SOURCE EXTRACT >>

□ □ □

My Real Life with T1D
It was a huge shock when our 18-month-old son was diagnosed with type one diabetes. I was not prepared to overhear the words of a nurse as my toddler and I were waiting in our assigned hospital room, “Get an IV started on the diabetic in room 4”. Wait, I thought, we’re in room 4!
The whole thing felt like a bad dream. It did not seem real. I did not know how to process the fact that our whole life had just changed. I didn’t even know that kids this young could get diabetes despite my previous training as a nurse. This disease wasn’t even remotely on my radar and I had missed all the signs until it was almost too late. When he was diagnosed his blood sugar was 66 and he was in DKA.
While he was receiving care on the unit, we attended diabetes training so we could safely care for him at home. I realized how much I didn’t know about this disease as we sat listening to the nurses and doctors and dieticians talk about things like carbs and boluses and nighttime lows in our training. I now had to check my toddler’s blood sugar at all times of the day and night, give him frequent needles, plus I had to count everything he put, or didn’t put, into his mouth. I had to do all this while somehow taking care of all the other needs in our family.
I remember trying to figure out how I was going to handle all of this
... it felt so big. I knew I needed to figure it out fast as I had 3 young children and a husband who needed me. And to make it all even more challenging, my 7-year-old daughter was diagnosed with celiac disease just 6 short months later.
At some point, I went into what I would call “nursing mode” so that the huge weight of it all didn’t overwhelm me and shut me down. When I worked as a nurse, this was a place reserved for people that had horrible things going on but needed me to care for them. It was essentially a place where I stopped all emotion in order to get a difficult job done.
That became my strategy. That was how I handled years of chronic conditions and still cared for my children; I went into nursing mode.
Finally, my health started to crash.
The problem with that strategy was that it made me lose connection with my own needs. I never took care of myself beyond the basics. I remember our family doctor having a conversation with me because she noticed I was constantly helping my kids but never made an appointment for myself. In fact she started the conversation with “Well, if it isn’t the mom who always takes care of her kids but never herself.” Ouch!

□ □ □

MATERIAL SHOWN >>
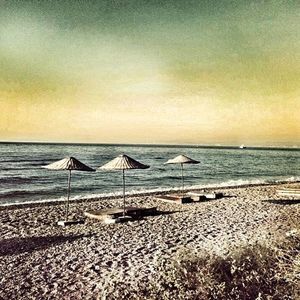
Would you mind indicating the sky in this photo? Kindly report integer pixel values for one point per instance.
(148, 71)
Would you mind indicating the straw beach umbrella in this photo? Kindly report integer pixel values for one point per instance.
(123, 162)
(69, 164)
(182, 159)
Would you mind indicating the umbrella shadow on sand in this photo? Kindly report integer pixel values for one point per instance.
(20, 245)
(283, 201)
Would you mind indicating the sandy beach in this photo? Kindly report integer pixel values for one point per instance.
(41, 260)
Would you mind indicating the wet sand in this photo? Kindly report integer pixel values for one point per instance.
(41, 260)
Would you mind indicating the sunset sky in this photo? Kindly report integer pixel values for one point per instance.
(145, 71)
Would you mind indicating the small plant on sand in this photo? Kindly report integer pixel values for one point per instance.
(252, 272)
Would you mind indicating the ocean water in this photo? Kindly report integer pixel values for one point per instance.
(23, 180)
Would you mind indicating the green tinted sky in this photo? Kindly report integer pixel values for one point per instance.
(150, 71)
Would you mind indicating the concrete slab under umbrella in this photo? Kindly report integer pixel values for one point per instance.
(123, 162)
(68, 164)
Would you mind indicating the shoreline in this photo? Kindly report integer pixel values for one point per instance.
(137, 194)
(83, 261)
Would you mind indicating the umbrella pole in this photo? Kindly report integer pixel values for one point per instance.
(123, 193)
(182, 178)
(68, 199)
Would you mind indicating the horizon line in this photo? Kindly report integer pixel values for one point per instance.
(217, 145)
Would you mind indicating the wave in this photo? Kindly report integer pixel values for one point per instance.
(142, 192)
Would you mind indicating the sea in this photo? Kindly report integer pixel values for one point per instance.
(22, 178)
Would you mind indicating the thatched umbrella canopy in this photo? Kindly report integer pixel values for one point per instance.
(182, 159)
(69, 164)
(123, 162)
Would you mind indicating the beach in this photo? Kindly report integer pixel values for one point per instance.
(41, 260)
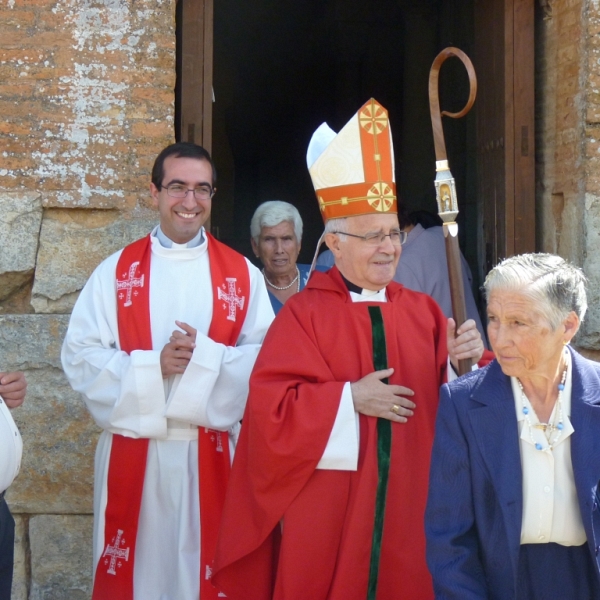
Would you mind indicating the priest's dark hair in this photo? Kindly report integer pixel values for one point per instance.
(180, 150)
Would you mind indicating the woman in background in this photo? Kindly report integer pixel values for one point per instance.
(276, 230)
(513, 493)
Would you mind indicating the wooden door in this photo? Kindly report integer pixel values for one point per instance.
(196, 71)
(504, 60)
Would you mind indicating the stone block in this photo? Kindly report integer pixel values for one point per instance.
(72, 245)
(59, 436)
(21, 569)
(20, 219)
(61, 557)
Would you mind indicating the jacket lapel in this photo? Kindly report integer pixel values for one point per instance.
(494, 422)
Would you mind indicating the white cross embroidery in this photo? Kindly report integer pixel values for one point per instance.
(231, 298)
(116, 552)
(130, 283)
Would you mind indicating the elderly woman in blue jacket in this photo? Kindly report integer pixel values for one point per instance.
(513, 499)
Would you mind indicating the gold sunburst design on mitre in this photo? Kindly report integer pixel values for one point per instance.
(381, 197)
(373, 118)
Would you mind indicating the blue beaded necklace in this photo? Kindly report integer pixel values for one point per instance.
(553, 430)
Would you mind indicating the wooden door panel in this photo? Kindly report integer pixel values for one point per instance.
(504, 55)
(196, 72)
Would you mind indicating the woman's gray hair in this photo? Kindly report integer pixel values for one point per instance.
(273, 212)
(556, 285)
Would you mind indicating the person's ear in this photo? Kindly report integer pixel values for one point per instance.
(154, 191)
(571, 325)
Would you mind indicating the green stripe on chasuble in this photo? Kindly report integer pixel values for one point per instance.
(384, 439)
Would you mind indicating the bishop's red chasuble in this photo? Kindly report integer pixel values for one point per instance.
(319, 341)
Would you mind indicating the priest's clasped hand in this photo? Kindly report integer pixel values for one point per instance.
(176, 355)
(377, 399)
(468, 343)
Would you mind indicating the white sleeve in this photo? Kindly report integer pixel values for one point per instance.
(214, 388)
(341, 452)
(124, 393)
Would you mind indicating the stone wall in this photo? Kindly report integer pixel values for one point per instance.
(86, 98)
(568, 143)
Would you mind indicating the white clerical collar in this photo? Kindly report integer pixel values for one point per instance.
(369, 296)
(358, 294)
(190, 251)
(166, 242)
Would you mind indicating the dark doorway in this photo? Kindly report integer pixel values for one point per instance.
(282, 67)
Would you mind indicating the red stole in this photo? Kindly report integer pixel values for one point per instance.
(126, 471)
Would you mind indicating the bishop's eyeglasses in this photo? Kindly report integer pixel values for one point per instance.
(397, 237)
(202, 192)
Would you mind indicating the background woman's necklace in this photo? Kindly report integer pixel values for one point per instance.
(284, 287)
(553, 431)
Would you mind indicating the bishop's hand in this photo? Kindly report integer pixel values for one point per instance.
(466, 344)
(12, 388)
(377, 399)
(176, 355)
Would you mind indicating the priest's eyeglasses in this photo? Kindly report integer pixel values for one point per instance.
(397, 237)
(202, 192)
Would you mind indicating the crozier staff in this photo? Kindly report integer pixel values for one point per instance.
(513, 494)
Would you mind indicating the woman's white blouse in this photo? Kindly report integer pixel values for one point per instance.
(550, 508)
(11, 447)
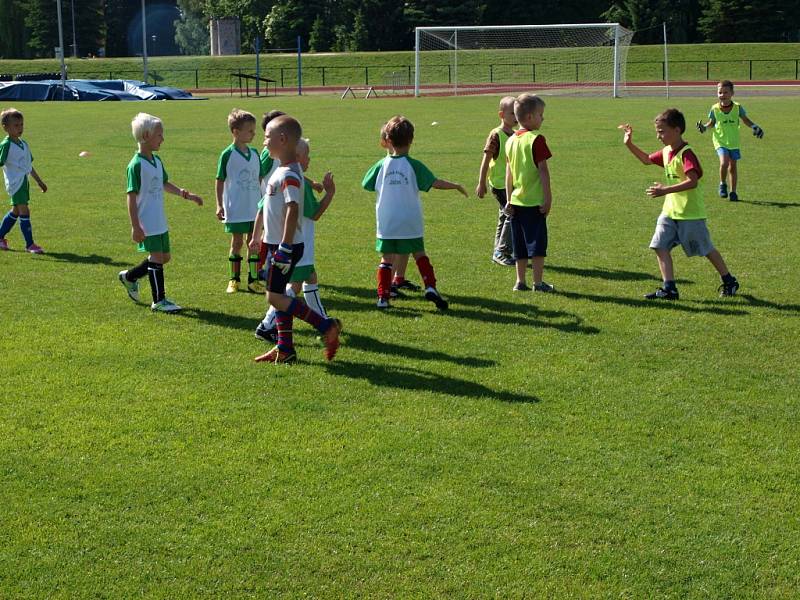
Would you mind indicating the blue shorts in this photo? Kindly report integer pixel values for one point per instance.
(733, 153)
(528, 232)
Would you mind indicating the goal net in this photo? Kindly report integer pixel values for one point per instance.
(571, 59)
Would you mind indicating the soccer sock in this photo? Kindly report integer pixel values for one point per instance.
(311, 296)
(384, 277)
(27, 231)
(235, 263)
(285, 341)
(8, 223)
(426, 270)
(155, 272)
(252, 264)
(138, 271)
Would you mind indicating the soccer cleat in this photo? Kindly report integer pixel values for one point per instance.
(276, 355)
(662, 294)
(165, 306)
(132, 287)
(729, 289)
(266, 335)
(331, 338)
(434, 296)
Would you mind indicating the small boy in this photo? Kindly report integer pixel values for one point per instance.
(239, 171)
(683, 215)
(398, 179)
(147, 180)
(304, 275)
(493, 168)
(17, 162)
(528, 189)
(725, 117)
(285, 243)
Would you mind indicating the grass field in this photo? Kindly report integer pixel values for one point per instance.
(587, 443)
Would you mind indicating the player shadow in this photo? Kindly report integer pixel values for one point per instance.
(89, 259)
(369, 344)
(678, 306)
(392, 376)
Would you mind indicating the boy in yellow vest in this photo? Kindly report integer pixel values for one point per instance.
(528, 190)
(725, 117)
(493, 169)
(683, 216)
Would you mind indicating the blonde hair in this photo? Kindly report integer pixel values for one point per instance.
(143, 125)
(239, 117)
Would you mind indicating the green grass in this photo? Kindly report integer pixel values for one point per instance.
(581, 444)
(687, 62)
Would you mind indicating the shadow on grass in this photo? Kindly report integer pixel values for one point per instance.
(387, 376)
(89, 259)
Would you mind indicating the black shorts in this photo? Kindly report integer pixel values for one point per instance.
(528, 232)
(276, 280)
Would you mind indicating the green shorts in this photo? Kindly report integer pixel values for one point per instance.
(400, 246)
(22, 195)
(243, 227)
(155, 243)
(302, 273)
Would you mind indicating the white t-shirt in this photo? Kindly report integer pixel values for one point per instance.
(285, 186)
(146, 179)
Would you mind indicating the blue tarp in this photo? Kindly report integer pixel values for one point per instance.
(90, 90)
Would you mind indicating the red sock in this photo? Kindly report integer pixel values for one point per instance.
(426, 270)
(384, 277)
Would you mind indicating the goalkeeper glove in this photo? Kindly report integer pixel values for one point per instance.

□ □ □

SET OF TASKS >>
[1] Could you copy, word for word, the part of the "My Real Life with T1D" text that opens with the words containing "The whole thing" and closes with "was in DKA."?
[2] Can you carry on the account of caring for a child with type one diabetes, picking up right after its final sentence?

ACTIVITY ANSWERS >>
[1]
The whole thing felt like a bad dream. It did not seem real. I did not know how to process the fact that our whole life had just changed. I didn’t even know that kids this young could get diabetes despite my previous training as a nurse. This disease wasn’t even remotely on my radar and I had missed all the signs until it was almost too late. When he was diagnosed his blood sugar was 66 and he was in DKA.

[2]
But regardless of what she thought, I felt I didn’t have the “luxury” of taking care of myself. That was reserved for the mothers who didn’t have kids with chronic conditions. I would feel guilty if I thought about caring for myself because I somehow envisioned my own self-care taking away from caring for my children, especially my son with T1D.
I didn’t understand the principle about giving myself oxygen first so that I would be able to help others with their oxygen needs.
Finally, after many oxygen-less years, my health started to crash. I became depressed and was always tired and had migraines all the time.
The best version of me.
Things got so bad that I was forced to reach past the traditional medical system who had no answers and I started seeing a functional medicine doctor. I was basically told that I had to care for myself and was given strategies to get better. As I began making positive diet and lifestyle changes and prioritizing self-care, I very quickly started to feel better. And I noticed that as I felt better, things within my family life also got better. Instead of the old, tired, depleted version of myself, my family now got the best version of me. The version that was energetic and positive and full of life. I was now able to give to my family from a place of overflow instead of depletion and what a tremendous difference that has made -both to myself and to them.